## THE EXERCISE
Revise the listing below so that every "Sample output" reads "Example output", and leave all other lines untouched.

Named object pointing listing
+ + +
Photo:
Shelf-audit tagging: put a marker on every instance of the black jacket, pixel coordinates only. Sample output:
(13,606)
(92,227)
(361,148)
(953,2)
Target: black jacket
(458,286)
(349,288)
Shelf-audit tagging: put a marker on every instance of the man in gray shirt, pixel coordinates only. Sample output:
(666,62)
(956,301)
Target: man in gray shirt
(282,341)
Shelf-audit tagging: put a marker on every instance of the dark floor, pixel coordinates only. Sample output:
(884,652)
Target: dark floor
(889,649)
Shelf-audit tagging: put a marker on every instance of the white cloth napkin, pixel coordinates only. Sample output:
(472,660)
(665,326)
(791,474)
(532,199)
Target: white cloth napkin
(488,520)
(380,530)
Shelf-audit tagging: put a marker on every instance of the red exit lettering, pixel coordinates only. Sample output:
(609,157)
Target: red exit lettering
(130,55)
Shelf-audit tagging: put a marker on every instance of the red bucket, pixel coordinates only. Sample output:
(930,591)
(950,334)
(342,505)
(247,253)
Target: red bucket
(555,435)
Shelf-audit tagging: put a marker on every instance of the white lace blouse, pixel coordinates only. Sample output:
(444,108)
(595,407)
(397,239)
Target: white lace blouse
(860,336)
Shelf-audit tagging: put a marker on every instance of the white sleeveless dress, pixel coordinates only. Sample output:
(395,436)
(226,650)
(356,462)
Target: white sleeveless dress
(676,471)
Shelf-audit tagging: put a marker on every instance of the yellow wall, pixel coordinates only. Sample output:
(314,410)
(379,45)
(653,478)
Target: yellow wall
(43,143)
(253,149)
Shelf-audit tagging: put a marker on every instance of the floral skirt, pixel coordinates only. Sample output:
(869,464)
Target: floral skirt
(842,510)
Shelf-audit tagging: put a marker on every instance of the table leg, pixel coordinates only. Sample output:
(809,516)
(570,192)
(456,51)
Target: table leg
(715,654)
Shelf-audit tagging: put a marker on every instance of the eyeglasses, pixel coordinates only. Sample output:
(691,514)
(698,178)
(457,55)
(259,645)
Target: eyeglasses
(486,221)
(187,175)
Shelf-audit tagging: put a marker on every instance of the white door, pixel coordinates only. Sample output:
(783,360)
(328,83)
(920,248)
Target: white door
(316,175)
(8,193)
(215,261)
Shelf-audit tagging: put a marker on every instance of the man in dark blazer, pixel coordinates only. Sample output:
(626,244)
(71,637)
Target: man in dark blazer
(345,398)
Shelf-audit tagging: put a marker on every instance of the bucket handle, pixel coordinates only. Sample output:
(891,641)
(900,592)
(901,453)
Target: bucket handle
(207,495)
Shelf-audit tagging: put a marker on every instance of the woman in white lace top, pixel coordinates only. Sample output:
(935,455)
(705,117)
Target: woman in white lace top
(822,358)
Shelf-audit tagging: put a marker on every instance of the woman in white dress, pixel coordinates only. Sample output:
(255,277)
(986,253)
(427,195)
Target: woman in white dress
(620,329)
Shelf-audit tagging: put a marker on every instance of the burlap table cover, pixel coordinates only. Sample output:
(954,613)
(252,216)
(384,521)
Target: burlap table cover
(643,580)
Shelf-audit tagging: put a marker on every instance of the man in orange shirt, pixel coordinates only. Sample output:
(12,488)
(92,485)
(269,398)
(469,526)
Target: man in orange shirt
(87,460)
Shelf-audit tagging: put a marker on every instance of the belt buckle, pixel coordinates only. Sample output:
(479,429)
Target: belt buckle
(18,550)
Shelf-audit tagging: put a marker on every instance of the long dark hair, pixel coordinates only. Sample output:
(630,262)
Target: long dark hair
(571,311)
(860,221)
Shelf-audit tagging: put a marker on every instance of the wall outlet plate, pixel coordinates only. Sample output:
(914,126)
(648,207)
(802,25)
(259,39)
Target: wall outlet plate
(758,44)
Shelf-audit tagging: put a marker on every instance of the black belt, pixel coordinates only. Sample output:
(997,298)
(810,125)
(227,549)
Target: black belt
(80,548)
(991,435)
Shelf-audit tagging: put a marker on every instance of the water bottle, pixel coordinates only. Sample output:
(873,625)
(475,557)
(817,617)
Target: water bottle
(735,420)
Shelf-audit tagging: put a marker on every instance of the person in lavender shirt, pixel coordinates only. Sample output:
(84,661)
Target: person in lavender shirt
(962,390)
+ + +
## SOLUTION TO THE EXERCISE
Photo:
Shelf-audit tagging: put a marker on every instance of the black jacket, pixel coordinates only. Example output:
(13,606)
(92,227)
(361,148)
(953,2)
Target: black jacket
(458,286)
(349,288)
Shelf-audit tagging: put a marker on every instance of the man in gray shirt, pixel coordinates only. Example output:
(666,62)
(956,301)
Target: man in gray shirt
(282,341)
Shelf-audit tagging: put a marker on every instance of the dark floor, pixel coordinates only. Example output:
(884,652)
Target: dark floor
(889,649)
Shelf-audit tagging: put a marker on every instance of the white cloth napkin, pixel coordinates only. Example output:
(472,660)
(665,326)
(791,474)
(532,199)
Target: white cloth napkin
(488,520)
(380,530)
Shelf-audit tagging: put a marker on every instance of the red exit lettering, pixel coordinates only. Example output:
(609,157)
Target: red exit lettering
(130,55)
Shelf-audit tagging: put a marker on every instance of the red bucket, pixel coordinates only. Example output:
(930,591)
(950,334)
(342,505)
(247,253)
Target: red bucket
(555,435)
Shelf-audit tagging: put a marker on every instance of the white lace blouse, pixel coordinates only. Example output:
(444,108)
(595,407)
(397,239)
Target: white lace blouse
(860,336)
Shelf-audit tagging: put a marker on every instance of the white sleeveless dress, pixel coordinates only. Example output:
(395,436)
(226,650)
(356,462)
Target: white sleeveless dress
(676,471)
Shelf-audit tagging: put a marker on every instance of the yellow wall, pixel coordinates only. Example output:
(314,410)
(379,45)
(653,478)
Target: yellow wall
(43,143)
(253,149)
Shelf-audit tagging: put a marker on every instance of the floral skirt, pixel coordinates only. Example output:
(869,464)
Target: floral skirt
(842,510)
Shelf-audit tagging: put a marker on every instance of the table leg, pixel coordinates only. Example output:
(809,516)
(570,192)
(456,51)
Target: table leg
(715,654)
Shelf-audit tagging: put a marker on every instance of the eyeglasses, pixel coordinates only. Example output:
(691,514)
(698,178)
(457,55)
(259,645)
Target: eyeglasses
(486,221)
(187,175)
Shelf-audit tagging: put a marker on every instance of the white door, pixel coordinates only. Example output:
(783,360)
(328,83)
(920,248)
Target: white door
(316,175)
(8,193)
(215,261)
Shelf-audit tagging: put a marker on every instance of the man in dark blazer, pixel coordinates only. Example output:
(626,244)
(71,637)
Target: man in dark blazer
(345,398)
Shelf-audit tagging: put a marker on every instance of the bucket handle, pixel coordinates only. Example output:
(891,641)
(900,592)
(901,453)
Target: bucket handle
(207,495)
Shelf-audit tagging: put a marker on every instance of the woman in white lace top, pixel coordinates only. Example output:
(935,455)
(705,117)
Target: woman in white lace top
(822,358)
Shelf-audit tagging: put a marker on every instance of the woman in white dress, pixel coordinates only. Example output:
(255,277)
(986,253)
(427,195)
Target: woman in white dress
(620,329)
Shelf-audit tagging: put a marker on every instance of the burlap table cover, pixel coordinates only. Example output:
(954,613)
(252,216)
(384,521)
Target: burlap table cover
(643,580)
Shelf-audit tagging: put a marker on every instance of the man in orange shirt, pixel coordinates only. Example output:
(12,488)
(92,485)
(269,398)
(469,526)
Target: man in orange shirt
(87,460)
Shelf-audit tagging: put a marker on every instance of the belt buckle, pixel coordinates only. Example output:
(479,429)
Target: belt buckle
(18,550)
Shelf-audit tagging: put a marker on every instance of the long dark hair, pixel coordinates only. Example output:
(630,262)
Target: long dark hair
(571,311)
(860,221)
Shelf-audit tagging: put a marker on every instance of the wall outlet plate, pixel coordinates only. Example output:
(914,126)
(648,207)
(802,25)
(259,39)
Target: wall outlet plate
(758,44)
Shelf-audit tagging: put a marker on every instance of the black belt, pixel coordinates only. Example output:
(997,298)
(810,125)
(227,549)
Target: black belt
(80,548)
(991,435)
Shelf-audit tagging: put a marker on every instance of the water bottle, pixel coordinates only. Example output:
(873,625)
(475,557)
(817,617)
Target: water bottle
(735,420)
Shelf-audit tagging: put a marker on every instance of the person in lavender shirt, pixel coordinates only. Example output:
(84,661)
Target: person in lavender shirt
(962,390)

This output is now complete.